>> begin Document passage

By Oliver Burkeman/New York


The Sanskrit word mudita means, roughly, the opposite of schadenfreude: happiness derived from someone else’s success, untainted by self-interest. It’s one of the four paramount virtues of Buddhism, and I think it’s safe to say it’s rarer than schadenfreude, too.
Happiness, to a shocking degree, is comparison based: “being happy” means being happier than others. (“It is not enough to succeed – others must fail,” Gore Vidal acidly intoned, in a well-known episode of the series Gore Vidal Intones Things Acidly.)
This is why, according to some research, a smaller pay rise might make you happier than a bigger one your colleagues also received. It may also be why some countries have high rates of both happiness and suicide: being unhappy amid the super-happy feels especially bad.
Then there’s the Russian joke about the angel who appears to an old man, offering him anything he wants, with the caveat that his neighbour will get twice as much. He ponders, before replying, “I’d like to lose sight in one eye.”

>> end Document passage
>> begin Dataset entries

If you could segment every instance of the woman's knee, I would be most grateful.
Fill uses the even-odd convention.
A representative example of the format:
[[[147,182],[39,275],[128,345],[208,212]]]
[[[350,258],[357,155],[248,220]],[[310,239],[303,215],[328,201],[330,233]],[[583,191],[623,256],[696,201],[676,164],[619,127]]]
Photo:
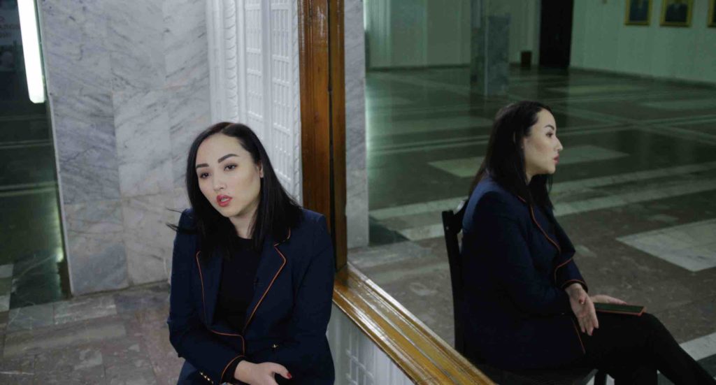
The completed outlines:
[[[641,321],[640,323],[645,328],[649,329],[666,329],[662,321],[659,321],[659,318],[651,313],[644,313],[639,318]]]

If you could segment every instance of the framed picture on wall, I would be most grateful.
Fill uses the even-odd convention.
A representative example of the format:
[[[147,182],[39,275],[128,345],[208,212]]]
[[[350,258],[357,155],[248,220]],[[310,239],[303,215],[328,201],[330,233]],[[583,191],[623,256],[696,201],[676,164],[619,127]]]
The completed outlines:
[[[626,0],[624,24],[626,25],[649,25],[652,15],[652,0]]]
[[[689,26],[691,25],[691,11],[694,0],[663,0],[662,2],[662,25]]]
[[[709,1],[709,26],[716,26],[716,0]]]

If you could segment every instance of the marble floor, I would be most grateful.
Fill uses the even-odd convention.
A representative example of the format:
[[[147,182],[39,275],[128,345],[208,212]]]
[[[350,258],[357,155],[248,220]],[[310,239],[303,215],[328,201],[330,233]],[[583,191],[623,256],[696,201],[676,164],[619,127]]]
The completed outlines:
[[[591,291],[646,306],[716,376],[716,87],[516,68],[485,97],[468,79],[367,72],[371,244],[349,260],[452,343],[440,211],[467,197],[497,110],[538,100],[565,147],[556,214]]]
[[[168,312],[165,283],[0,313],[0,384],[176,384]]]

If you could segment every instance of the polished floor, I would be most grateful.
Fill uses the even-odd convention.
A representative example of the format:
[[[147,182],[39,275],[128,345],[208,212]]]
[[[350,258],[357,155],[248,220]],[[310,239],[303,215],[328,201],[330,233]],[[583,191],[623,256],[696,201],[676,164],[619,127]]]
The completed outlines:
[[[551,106],[565,150],[552,190],[591,291],[645,305],[716,376],[716,87],[586,71],[369,72],[371,245],[349,260],[453,341],[440,211],[467,197],[502,106]],[[668,381],[662,379],[664,384]]]

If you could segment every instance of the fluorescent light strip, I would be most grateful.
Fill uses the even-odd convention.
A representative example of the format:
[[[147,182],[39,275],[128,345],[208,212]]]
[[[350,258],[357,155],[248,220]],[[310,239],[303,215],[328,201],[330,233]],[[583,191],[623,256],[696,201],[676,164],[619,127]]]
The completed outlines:
[[[22,51],[25,57],[27,91],[33,103],[44,103],[44,79],[40,64],[40,42],[37,35],[37,17],[34,0],[18,0]]]

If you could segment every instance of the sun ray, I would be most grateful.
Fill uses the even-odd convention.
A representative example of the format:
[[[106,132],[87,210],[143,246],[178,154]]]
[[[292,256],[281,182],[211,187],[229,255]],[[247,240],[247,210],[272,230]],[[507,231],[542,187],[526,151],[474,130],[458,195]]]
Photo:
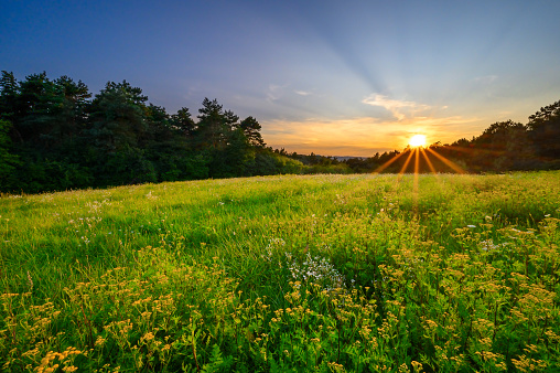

>> end Dataset entries

**Written problem 1:**
Answer these from the passage on mudita:
(a) What does the Sanskrit word mudita roughly mean?
(b) According to some research, what might make you happier than a bigger pay rise your colleagues also received?
(c) In the Russian joke, what does the old man ask the angel for?
**Written problem 2:**
Carry the passage on mudita forward from its final paragraph, about the Russian joke.

**Task result 1:**
(a) Roughly the opposite of schadenfreude: happiness derived from someone else's success, untainted by self-interest.
(b) A smaller pay rise.
(c) To lose sight in one eye.

**Task result 2:**
Mudita, by contrast, is one of those emotions it’s easier to sign up to in principle than to feel. Think hard about it, and even the easiest cases – feeling happy for those you love most – seem questionable. Is your joy at your partner’s promotion free of selfish glee at the thought of a higher household income?
Are you positive you feel only mudita for your kids, rather than using them to live out your thwarted dreams?
How often have you told a friend “I’m so pleased for you!” and not felt a trace of envy? It’s not that those words are a lie. But they sometimes express an aspiration about how you’d like to feel, not how you do. Or maybe that’s just me, and I’ve inadvertently revealed I’m a self-obsessed monster.
Yet it’s central to the Buddhist take on mudita that it isn’t meant to feel like a duty, in order to qualify as a “good person”; instead, it’s meant to make the person who cultivates it much happier than otherwise.
As the Dalai Lama likes to put it, developing the ability to take pleasure in the triumphs of 7bn people, as opposed to one person, simply gives you far better odds of being happy. (Which isn’t to say there’s anything wrong with caring more for your family and friends; there’s something inhuman about claiming to love all humanity equally.)
The hard-headed psychological truth behind mudita is that happiness isn’t a zero-sum game. There isn’t a fixed amount of it; your getting some doesn’t mean less for me. The zero-sum part arises from how we seek it.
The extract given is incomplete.